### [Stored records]
+++

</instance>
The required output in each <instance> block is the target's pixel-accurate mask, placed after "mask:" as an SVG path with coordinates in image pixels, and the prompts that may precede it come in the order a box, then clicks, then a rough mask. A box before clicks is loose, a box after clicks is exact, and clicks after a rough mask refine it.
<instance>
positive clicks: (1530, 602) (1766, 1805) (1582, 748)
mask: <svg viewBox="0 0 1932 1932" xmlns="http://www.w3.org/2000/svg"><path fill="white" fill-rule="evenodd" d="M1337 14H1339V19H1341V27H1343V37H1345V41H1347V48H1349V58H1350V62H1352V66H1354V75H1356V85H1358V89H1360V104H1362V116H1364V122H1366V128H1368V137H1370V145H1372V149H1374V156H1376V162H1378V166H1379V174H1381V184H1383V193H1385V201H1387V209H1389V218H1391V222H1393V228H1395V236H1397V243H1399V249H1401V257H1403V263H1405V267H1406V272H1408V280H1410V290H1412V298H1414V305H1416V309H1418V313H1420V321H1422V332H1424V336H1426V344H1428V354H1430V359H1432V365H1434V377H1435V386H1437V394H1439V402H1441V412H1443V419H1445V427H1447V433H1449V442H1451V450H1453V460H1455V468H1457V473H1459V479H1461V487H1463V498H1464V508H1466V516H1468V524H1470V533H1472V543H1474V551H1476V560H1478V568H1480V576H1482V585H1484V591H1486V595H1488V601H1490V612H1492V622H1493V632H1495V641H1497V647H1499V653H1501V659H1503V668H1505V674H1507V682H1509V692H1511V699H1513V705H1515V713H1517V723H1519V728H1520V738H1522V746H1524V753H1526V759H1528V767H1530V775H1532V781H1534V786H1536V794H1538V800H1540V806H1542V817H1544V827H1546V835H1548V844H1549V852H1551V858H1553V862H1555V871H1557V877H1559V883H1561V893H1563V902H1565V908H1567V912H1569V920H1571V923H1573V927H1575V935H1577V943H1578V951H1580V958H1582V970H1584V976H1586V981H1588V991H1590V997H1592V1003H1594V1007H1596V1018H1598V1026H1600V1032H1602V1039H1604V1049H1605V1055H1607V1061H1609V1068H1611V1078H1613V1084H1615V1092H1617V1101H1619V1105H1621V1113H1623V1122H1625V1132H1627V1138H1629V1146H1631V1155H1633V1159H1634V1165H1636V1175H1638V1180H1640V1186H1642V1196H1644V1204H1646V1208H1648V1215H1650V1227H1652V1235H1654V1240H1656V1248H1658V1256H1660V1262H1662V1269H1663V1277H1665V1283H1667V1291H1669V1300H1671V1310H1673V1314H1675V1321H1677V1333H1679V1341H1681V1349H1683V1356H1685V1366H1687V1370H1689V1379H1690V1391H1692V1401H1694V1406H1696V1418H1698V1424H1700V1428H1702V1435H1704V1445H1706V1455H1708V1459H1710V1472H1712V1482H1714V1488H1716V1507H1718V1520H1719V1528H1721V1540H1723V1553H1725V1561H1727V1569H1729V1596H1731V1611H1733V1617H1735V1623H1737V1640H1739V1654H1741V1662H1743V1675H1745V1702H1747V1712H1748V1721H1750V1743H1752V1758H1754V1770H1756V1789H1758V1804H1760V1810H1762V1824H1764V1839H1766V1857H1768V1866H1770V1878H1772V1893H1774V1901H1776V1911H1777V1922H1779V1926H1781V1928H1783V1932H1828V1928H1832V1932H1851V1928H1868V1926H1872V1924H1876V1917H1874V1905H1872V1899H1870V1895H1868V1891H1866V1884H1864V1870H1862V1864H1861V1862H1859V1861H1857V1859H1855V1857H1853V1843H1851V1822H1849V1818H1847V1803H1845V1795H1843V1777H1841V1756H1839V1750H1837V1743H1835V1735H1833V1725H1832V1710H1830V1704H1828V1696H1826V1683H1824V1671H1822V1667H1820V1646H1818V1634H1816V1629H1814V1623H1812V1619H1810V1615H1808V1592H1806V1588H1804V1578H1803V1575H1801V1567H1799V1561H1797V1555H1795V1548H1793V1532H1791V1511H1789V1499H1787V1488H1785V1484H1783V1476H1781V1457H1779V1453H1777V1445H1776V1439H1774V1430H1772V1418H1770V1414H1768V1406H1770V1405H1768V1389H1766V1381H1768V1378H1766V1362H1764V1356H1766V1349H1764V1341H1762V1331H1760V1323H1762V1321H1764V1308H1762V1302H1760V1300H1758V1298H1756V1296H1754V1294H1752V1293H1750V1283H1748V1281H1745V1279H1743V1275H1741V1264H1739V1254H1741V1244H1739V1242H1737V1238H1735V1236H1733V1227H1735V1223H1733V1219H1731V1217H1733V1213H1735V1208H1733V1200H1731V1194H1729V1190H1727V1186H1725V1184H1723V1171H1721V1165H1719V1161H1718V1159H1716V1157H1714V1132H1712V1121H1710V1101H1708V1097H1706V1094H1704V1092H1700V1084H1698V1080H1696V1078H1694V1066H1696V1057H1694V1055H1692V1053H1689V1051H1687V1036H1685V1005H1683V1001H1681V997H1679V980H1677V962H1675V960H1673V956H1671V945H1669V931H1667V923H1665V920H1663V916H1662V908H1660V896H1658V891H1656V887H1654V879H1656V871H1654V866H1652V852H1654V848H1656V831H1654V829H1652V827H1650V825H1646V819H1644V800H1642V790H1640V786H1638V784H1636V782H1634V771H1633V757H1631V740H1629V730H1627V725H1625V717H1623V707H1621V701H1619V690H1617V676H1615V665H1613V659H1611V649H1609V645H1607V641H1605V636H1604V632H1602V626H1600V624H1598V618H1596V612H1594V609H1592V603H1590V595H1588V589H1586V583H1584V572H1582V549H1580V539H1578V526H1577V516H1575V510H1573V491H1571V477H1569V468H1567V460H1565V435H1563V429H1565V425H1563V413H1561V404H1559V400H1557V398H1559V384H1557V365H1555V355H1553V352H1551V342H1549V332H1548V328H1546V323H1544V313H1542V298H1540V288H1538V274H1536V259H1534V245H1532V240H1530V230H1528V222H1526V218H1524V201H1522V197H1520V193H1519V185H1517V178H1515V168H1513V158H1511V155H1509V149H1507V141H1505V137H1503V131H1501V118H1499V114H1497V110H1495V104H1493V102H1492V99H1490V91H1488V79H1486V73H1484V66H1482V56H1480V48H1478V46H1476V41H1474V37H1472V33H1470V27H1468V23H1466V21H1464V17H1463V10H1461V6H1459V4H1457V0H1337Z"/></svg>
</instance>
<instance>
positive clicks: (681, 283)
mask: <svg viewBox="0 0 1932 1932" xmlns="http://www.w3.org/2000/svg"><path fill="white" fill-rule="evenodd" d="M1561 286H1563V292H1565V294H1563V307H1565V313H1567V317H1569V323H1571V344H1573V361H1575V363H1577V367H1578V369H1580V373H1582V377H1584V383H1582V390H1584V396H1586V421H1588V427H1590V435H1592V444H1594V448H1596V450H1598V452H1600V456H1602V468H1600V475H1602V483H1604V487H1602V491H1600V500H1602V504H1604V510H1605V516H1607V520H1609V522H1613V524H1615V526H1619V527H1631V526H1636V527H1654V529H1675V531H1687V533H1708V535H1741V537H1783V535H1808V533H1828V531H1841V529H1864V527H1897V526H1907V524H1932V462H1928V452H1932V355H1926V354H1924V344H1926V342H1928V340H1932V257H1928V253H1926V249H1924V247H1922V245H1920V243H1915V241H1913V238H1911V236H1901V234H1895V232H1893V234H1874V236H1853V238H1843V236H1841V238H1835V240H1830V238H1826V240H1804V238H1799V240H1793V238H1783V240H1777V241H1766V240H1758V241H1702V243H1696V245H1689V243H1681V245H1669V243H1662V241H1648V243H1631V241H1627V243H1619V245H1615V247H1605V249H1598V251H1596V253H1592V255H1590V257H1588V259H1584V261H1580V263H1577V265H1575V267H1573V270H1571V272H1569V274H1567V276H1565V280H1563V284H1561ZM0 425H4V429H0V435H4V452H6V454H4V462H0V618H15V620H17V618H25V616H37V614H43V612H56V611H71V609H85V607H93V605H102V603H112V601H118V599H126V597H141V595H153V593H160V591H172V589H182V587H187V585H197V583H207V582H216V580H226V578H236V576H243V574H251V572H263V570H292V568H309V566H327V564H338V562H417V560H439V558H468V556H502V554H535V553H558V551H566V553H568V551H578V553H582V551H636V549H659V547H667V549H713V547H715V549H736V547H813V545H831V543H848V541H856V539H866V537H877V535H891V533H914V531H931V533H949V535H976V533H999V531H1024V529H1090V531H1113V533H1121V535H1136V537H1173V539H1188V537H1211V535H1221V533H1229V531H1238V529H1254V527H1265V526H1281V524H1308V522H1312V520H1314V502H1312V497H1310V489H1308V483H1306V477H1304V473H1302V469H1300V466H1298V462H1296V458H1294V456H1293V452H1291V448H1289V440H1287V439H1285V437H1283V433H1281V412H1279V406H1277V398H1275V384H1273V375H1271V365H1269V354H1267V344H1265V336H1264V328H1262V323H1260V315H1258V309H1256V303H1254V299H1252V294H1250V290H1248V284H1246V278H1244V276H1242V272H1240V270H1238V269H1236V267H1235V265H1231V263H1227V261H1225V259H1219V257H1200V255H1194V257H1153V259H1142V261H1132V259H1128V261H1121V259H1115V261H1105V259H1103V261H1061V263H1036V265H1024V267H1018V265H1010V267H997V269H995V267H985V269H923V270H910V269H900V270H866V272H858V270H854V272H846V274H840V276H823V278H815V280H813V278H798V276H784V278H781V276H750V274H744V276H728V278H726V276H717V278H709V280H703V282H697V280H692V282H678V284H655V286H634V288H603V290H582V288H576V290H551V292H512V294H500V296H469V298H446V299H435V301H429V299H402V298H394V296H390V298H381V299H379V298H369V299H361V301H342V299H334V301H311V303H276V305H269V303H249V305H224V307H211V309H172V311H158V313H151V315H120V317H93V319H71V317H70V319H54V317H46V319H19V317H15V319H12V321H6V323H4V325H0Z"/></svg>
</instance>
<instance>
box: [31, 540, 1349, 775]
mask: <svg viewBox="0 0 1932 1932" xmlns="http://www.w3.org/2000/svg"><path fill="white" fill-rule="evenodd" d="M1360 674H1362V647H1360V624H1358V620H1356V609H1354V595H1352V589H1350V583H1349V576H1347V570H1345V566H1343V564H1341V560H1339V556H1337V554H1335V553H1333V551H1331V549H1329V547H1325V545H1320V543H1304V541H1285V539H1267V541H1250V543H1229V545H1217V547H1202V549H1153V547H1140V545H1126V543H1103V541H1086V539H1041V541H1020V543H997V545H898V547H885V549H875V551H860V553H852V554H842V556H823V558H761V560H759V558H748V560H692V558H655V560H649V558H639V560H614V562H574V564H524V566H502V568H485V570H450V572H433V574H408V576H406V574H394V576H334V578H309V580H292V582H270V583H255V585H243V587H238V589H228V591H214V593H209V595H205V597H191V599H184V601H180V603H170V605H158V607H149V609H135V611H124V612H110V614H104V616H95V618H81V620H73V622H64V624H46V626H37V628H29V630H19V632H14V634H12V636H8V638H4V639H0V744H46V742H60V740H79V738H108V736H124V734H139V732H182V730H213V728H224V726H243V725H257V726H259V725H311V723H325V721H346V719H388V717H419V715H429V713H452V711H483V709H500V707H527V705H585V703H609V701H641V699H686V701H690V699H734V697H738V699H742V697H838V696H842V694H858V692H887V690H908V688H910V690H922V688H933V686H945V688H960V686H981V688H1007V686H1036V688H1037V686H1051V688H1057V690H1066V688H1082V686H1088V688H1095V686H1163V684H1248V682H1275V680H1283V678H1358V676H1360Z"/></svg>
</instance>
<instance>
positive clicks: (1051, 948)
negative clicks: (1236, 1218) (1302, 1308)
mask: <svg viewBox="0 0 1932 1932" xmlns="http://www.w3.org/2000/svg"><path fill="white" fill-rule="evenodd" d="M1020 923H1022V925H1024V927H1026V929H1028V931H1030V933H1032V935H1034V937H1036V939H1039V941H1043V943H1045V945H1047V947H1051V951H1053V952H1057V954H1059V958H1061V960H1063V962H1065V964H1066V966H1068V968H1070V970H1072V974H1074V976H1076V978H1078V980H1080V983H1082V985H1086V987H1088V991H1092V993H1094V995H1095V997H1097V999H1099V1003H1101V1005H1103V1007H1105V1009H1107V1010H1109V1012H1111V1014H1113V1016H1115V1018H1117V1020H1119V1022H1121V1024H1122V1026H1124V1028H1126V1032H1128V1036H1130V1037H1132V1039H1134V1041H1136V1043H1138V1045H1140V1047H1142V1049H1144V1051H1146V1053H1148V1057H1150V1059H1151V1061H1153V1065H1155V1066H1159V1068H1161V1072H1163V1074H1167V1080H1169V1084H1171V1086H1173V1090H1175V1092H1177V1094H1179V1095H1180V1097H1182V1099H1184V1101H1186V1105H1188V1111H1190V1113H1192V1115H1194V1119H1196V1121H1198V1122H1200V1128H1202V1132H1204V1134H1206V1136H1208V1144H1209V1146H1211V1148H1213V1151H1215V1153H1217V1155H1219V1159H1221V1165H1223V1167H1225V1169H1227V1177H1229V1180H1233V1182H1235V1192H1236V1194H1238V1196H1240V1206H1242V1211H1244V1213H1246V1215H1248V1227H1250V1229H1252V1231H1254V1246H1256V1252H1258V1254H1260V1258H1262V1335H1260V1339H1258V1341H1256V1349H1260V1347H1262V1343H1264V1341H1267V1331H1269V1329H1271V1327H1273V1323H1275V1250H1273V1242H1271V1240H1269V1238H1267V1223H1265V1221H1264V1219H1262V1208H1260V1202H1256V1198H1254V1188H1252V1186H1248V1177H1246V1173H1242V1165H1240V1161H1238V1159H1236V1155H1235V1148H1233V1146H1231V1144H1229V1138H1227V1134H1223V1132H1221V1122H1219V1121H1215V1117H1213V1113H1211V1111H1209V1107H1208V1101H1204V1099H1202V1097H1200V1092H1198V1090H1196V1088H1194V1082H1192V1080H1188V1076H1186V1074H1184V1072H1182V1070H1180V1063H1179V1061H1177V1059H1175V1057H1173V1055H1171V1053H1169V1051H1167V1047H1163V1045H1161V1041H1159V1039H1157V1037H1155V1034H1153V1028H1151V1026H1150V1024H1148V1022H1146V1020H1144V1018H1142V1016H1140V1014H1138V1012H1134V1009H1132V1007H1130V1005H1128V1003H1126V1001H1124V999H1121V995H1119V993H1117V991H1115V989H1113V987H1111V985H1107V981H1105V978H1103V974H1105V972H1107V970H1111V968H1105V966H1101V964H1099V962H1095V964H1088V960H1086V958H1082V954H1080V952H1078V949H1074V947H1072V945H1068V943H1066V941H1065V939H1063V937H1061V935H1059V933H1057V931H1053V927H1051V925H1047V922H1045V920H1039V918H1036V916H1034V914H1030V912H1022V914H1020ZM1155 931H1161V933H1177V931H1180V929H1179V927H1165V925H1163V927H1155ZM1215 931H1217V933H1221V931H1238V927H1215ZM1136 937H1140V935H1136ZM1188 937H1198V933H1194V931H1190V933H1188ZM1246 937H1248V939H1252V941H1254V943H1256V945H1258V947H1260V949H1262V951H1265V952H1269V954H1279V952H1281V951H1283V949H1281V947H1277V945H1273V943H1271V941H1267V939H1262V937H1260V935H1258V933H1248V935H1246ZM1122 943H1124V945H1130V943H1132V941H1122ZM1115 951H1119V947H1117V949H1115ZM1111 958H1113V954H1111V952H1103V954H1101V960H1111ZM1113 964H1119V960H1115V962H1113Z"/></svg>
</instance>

+++

### [Your objective]
What is needed is every line of the records that contains the word "positive".

### [Reply to the exercise]
positive clicks: (1530, 602) (1766, 1805) (1582, 748)
positive clicks: (681, 283)
positive clicks: (1051, 948)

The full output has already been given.